[Abschnitt zur Durchsicht]
——
DIE ÜBERNAHME DES BANCO POPULAR
1. Vom Ideal, Krisen zu vermeiden
Die 2014 gegründete Europäische Bankenunion hat das erklärte Ziel, durch Aufsicht und Richtlinien eine Wiederholung der Finanzkrise zu verhindern.
Erstens ist die Finanzkrise nicht vorbei, ganz im Gegenteil, sie schleppt sich inzwischen ins 10. Jahr. Sie ist sozusagen latent geworden.
Bemerkenswert ist auch die interessierte Betrachtungsweise bzw. völlige Ignoranz gegenüber den Gründen der Krise. Die Kreditschöpfung des Finanzkapitals oder das Prinzip des Gewinns überhaupt, das die Finanz-„Dienstleister“ erst dazu bringt, zu machenden Profit bereits vorwegzunehmen, werden gar nicht Gegenstand der Überlegungen der Politiker und „Experten“ der EU. Sondern das Urteil steht schon fest: Menschliches Versagen soll wie bei Zugunglücken die Ursache gewesen sein, warum Banken krachen und Wertpapiere sich entwerten. Selbstherrlichkeit von einzelnen leitenden Angestellten, allgemein Gier und andere niedrige Gefühle, von denen man gar nicht weiß, wo die in unserer Wertegemeinschaft eigentlich herkommen, haben so wunderbare Gebilde wie den Euro ins Strudeln gebracht. Seither sind jede Menge Verantwortliche bei Notenbanken, Gesetzgeber und Juristen damit beschäftigt, den Euro mit Geldspritzen zu behandeln und mit weiterem Kredit zu füttern, damit er sich auf den Beinen halten kann.
——
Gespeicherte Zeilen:
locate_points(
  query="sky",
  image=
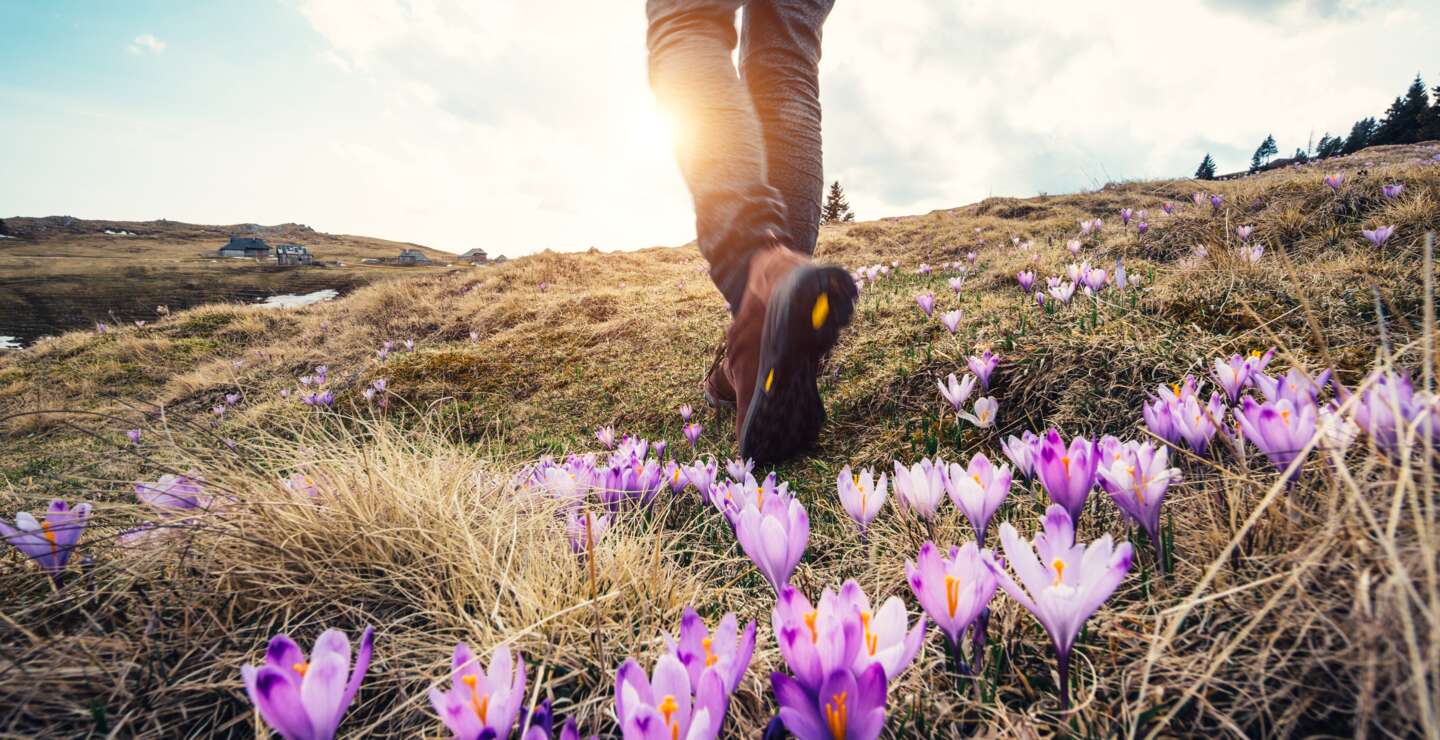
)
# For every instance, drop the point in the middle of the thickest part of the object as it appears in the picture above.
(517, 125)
——
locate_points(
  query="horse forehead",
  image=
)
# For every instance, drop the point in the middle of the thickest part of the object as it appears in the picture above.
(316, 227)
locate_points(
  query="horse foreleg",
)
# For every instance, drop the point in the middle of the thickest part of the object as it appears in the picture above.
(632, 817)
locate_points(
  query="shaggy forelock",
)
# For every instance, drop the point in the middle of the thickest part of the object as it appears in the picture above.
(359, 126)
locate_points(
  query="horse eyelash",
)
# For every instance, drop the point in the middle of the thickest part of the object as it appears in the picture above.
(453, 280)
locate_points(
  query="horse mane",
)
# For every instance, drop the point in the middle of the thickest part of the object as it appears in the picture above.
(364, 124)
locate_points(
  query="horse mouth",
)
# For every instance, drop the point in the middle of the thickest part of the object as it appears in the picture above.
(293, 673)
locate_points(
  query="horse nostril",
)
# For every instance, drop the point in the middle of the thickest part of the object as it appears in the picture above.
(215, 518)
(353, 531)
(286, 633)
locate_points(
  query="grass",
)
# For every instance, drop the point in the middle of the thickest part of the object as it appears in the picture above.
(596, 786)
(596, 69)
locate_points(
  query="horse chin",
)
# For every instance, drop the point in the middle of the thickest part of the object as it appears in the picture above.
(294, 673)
——
[Deine Aufgabe] Wie lautet der Text zur Übernahme des Banco Popular von „DIE ÜBERNAHME DES“ bis einschließlich „sozusagen latent geworden.“, wenn du „Finanzkrise“ gegen „Wirtschaftskrise“ austauschst? Die Zeilen haben mit dem Text nichts zu tun.

[Fertige Übung]
DIE ÜBERNAHME DES BANCO POPULAR
1. Vom Ideal, Krisen zu vermeiden
Die 2014 gegründete Europäische Bankenunion hat das erklärte Ziel, durch Aufsicht und Richtlinien eine Wiederholung der Wirtschaftskrise zu verhindern.
Erstens ist die Wirtschaftskrise nicht vorbei, ganz im Gegenteil, sie schleppt sich inzwischen ins 10. Jahr. Sie ist sozusagen latent geworden.